[DATASET RECORDS]
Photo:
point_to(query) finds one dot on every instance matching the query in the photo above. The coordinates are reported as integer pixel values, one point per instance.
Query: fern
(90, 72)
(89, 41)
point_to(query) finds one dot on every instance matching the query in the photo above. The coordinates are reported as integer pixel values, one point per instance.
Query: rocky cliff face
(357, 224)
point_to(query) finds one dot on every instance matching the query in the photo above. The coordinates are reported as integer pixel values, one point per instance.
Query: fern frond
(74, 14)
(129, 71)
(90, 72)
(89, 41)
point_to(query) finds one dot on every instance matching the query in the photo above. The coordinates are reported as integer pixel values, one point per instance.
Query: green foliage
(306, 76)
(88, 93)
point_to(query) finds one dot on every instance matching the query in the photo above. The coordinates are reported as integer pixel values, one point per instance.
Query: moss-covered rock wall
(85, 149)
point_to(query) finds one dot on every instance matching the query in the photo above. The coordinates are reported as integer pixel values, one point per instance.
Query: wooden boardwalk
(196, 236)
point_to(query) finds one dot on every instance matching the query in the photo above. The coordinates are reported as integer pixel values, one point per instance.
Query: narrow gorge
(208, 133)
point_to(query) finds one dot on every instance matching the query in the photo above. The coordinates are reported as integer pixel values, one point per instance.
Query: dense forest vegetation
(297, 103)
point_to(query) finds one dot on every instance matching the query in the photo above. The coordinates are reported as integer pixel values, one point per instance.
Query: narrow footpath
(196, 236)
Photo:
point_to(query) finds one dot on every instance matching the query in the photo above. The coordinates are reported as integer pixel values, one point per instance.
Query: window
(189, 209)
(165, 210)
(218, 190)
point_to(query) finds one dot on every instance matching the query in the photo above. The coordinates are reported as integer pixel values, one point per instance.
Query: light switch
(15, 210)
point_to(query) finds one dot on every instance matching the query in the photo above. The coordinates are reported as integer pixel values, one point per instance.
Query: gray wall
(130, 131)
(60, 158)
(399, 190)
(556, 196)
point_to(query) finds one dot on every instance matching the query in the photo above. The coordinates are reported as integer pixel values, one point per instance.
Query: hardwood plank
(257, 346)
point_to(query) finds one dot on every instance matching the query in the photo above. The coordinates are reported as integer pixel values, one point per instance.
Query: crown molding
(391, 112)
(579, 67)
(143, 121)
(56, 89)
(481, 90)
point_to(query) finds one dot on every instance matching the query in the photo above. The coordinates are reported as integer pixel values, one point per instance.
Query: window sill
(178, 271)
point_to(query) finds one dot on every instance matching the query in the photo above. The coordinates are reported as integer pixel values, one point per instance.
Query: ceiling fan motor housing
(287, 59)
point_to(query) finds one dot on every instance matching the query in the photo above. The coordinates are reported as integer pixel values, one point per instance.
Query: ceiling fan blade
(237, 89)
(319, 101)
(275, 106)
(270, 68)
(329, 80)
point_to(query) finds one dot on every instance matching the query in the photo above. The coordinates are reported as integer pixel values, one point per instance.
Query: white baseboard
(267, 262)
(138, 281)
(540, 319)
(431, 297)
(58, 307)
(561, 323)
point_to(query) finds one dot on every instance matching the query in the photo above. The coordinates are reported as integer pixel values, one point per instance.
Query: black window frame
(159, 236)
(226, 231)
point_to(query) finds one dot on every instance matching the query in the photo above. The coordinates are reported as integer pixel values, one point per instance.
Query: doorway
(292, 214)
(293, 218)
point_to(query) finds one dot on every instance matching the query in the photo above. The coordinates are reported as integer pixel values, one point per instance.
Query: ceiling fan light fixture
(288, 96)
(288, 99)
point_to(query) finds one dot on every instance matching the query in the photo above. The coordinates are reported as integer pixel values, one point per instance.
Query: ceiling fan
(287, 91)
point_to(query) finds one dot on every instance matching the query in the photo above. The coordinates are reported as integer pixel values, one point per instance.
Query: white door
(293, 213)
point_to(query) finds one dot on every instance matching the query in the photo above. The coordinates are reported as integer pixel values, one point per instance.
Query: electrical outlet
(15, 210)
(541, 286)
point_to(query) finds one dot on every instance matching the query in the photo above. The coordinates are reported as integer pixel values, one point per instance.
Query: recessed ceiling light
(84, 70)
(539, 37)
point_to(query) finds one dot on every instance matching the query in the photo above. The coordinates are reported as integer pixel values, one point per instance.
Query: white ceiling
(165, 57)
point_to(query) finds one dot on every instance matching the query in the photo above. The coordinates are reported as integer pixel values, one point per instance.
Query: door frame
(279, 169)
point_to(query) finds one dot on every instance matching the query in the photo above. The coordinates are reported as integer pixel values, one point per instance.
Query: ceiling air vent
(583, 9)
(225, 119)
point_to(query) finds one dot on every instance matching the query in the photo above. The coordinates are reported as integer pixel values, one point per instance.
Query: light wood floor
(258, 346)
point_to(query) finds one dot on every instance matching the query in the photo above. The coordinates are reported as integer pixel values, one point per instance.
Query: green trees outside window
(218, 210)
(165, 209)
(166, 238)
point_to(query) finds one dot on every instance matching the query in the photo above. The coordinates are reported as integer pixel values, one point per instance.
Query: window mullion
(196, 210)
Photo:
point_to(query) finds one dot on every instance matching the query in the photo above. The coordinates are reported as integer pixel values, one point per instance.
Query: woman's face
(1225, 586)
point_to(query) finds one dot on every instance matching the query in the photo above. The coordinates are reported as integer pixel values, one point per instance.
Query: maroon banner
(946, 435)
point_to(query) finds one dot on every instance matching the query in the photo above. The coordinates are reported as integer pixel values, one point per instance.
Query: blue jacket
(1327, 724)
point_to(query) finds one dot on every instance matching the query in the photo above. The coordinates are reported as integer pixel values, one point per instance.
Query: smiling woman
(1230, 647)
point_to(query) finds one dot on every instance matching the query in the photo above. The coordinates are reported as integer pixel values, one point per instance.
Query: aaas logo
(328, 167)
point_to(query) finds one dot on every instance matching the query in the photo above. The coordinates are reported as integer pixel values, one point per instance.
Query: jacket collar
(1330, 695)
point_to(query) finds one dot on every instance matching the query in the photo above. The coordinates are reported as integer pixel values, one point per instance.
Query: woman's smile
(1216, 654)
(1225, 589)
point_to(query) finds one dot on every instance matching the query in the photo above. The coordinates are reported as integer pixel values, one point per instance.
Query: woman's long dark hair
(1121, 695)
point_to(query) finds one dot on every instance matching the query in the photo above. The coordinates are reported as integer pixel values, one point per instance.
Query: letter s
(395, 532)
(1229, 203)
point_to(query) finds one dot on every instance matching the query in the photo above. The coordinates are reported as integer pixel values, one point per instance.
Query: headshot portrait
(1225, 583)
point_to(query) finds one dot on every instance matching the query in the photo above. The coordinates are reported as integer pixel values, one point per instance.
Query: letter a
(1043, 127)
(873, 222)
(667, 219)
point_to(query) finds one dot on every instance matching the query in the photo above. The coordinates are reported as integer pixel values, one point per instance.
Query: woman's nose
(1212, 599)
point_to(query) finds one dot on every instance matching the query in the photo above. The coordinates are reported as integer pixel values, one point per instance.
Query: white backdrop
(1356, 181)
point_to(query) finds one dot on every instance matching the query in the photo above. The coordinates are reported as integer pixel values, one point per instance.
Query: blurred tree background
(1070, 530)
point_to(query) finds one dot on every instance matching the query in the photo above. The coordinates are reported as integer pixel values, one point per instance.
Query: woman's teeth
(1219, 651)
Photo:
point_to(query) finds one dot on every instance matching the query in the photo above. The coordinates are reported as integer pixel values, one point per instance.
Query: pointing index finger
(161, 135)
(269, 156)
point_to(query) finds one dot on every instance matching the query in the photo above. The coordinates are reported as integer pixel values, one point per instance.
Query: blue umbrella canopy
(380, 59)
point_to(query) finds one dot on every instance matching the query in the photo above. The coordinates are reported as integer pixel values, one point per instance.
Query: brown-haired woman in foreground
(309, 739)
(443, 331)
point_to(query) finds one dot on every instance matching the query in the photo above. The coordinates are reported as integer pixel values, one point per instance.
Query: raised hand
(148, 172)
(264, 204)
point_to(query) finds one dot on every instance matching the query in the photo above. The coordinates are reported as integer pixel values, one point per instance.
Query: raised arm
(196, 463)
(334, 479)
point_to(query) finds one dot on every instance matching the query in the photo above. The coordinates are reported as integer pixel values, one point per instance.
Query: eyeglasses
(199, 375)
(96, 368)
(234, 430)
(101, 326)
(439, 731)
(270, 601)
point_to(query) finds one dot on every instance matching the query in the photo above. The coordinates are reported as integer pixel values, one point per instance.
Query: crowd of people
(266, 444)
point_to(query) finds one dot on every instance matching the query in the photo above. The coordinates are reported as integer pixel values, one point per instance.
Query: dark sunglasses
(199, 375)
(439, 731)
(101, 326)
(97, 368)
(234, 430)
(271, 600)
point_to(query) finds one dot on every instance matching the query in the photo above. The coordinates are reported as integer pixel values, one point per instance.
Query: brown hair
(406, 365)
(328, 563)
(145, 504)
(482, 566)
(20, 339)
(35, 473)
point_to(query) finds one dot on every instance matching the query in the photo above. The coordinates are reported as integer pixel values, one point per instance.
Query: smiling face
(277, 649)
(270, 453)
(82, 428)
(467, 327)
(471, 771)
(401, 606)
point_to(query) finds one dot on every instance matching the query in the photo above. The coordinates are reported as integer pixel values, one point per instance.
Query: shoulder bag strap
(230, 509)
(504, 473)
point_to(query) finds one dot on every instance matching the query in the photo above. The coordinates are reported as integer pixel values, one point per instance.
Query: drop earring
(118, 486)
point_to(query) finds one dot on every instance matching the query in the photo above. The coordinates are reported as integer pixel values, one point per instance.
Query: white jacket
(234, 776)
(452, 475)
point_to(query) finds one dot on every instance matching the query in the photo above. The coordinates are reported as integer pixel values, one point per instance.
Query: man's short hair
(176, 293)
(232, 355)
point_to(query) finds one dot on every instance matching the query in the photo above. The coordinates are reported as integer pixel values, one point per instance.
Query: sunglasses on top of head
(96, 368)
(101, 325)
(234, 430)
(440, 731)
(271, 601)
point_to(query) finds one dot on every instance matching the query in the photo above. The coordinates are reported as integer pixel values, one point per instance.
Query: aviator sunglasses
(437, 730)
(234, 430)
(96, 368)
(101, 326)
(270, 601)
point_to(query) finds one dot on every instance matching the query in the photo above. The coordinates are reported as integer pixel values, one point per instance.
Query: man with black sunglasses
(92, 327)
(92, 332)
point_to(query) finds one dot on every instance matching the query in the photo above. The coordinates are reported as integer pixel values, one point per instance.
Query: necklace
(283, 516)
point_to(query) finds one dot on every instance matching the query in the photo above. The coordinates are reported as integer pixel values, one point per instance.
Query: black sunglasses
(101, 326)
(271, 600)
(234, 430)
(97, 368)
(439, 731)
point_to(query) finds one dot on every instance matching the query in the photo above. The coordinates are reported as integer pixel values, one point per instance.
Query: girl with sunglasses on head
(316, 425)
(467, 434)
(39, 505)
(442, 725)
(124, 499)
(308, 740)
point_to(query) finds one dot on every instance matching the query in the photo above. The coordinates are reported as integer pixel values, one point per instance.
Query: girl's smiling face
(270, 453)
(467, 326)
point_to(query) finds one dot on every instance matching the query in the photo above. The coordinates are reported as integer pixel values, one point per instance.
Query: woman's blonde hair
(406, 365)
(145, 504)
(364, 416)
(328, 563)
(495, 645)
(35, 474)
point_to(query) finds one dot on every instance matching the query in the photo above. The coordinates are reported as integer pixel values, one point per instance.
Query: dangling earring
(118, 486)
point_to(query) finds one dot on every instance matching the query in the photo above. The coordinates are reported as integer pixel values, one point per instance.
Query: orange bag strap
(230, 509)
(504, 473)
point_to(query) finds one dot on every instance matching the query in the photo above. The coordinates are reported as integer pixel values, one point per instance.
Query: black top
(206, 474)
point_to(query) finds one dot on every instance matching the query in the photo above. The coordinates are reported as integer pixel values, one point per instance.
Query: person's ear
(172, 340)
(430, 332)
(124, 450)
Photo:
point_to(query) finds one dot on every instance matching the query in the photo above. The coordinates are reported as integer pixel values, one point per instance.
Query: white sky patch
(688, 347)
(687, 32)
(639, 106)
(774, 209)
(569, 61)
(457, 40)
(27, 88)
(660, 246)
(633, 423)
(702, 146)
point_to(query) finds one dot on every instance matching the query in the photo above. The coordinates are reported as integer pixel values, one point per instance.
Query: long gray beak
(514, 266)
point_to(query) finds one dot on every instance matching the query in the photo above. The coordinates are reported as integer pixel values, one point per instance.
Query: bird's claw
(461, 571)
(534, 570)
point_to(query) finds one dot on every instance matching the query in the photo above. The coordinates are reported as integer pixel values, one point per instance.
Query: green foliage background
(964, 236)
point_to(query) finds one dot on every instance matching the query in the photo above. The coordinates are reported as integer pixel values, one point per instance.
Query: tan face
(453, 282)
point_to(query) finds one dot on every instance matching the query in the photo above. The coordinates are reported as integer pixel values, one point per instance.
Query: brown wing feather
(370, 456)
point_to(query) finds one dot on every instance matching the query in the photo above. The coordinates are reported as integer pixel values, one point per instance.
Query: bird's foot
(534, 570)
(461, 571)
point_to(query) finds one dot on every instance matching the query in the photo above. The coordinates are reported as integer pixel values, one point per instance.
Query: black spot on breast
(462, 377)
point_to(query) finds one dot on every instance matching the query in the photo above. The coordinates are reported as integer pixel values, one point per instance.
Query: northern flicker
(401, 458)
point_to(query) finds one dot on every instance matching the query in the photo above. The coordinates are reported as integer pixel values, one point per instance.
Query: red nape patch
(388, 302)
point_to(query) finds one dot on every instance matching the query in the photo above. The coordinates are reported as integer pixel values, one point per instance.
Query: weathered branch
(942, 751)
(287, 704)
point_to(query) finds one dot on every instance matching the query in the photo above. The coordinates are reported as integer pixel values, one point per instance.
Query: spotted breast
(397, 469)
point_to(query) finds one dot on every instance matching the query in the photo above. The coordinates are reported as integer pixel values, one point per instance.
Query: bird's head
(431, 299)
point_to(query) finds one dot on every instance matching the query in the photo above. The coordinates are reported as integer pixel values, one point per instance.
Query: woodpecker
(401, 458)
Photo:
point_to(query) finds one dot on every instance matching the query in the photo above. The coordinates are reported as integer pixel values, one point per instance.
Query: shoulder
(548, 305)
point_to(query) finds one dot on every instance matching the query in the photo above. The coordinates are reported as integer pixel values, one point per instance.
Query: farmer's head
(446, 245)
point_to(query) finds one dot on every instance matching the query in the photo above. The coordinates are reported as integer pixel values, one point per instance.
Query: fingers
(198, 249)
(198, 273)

[WHAT TO WORK ON]
Which rows above contain the string "frame", with case counting? Copy out every such row in full.

[FULL SOLUTION]
Query: black window frame
Query: door frame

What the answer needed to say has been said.